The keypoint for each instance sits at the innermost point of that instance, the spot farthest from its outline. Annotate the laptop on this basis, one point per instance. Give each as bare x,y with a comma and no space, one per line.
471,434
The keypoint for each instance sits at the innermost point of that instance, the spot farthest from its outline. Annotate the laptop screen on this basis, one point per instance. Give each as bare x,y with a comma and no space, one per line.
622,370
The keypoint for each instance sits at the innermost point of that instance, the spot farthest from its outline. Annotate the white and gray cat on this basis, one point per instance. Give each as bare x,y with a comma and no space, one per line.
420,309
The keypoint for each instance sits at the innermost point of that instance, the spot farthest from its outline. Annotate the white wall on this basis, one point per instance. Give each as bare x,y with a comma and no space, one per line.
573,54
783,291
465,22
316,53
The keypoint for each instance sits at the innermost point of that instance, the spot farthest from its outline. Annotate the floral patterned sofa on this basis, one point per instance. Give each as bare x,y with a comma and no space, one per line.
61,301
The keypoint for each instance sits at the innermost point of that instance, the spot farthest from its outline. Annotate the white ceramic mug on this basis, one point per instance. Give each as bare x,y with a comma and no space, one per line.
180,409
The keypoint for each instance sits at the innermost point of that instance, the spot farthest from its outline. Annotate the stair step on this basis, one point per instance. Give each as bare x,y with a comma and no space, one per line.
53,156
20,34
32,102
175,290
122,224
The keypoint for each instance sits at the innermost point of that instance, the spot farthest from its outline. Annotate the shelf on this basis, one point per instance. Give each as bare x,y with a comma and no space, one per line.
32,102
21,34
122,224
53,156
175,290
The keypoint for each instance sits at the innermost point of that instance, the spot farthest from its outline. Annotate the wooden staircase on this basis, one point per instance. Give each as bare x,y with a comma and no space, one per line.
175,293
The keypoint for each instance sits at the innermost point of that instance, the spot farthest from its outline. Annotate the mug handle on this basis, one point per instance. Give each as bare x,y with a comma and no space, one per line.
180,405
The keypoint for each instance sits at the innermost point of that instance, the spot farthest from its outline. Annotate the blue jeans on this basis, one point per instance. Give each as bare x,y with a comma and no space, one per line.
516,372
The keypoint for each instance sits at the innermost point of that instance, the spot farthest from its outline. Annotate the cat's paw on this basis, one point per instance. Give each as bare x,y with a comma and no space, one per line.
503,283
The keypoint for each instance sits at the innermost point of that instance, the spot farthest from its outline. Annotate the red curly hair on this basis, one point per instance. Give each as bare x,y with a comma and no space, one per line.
+++
### Exercise requirements
Every line above should be written out again exactly as it stands.

### Complete answer
The keypoint for each instance sits at the innermost point of that instance, the spot farthest from its outline. Annotate the laptop on this basis, one point per instance. Give each as bare x,y with a comma and no space, one per line.
471,434
The keypoint for each instance sits at the innermost point of that instance, the spot farthest from its outline. Annotate the laptop screen on this basis, one point per instance. Give each as bare x,y with a comma and no space, one per line.
622,370
The keypoint for each instance sits at the innermost point of that instance, the spot farthest from its outline. Annotate the white and gray cat on this basis, one point per instance. Give each as bare x,y with a comma and no space, one per line.
420,309
The keypoint for each instance sits at the innermost point of that instance, the spot farthest from its outline. Annotate the white wall on this basis, one point per instance. Give each as bare x,y with a comma and no space, one per line.
573,54
783,291
465,22
316,53
The keypoint for each instance sits at the innermost point of that instance, the spot farthest from its outline. Annotate the floral patterned sofa on this basis, one point per instance. Give each as bare x,y with a comma and no space, one per line.
61,301
The keypoint for each instance sits at the innermost point of that instance, the spot farthest from its outline. Annotate the white ceramic mug on this basis, one point per instance. Give each as bare x,y with a comma and no space, one per line.
180,409
The keypoint for each instance sits at the innermost point of that instance, the spot farthest from its outline. Annotate the stair step on this basis, one point per instance. Give each as bare x,y with a comma and no space, one per line.
53,156
20,34
32,102
175,290
122,224
The keypoint for each instance sits at the innermost point of that instance, the spot farthest from its outline. Annotate the shelf on this basis, one point per instance. Give each as bare x,y with a comma and no space, one per line.
32,102
21,34
122,224
53,156
175,290
The keypoint for each instance sits at the innermost point of that instance, the spot farthest from its outline. Annotate the wooden staircase on this basis, one point per instance. Give each as bare x,y with a comma and no space, one per line.
175,293
The keypoint for each instance sits at the innermost point of that instance, the spot farthest from its outline. Annotate the mug handle on this basis, one point per instance. Give each as bare x,y with a comma and no space, one per line.
180,405
The keypoint for each instance sits at the innermost point of that instance, the spot farthest from its outline. Annotate the blue jeans on this basis, one point per instance. Give each as bare x,y with a comma and no space, one per line.
516,372
The keypoint for each instance sits at the innermost point of that instance, the spot farthest from its outline. Annotate the cat's paw on this basis, one point per instance. Give each as bare x,y with a comma and no space, one per line.
503,283
The keypoint for each instance sits at the innermost point of that instance, the spot farthest from its outline. Annotate the red curly hair on this basis, one point per instance. Give each as bare x,y with a comma and no space, one per line.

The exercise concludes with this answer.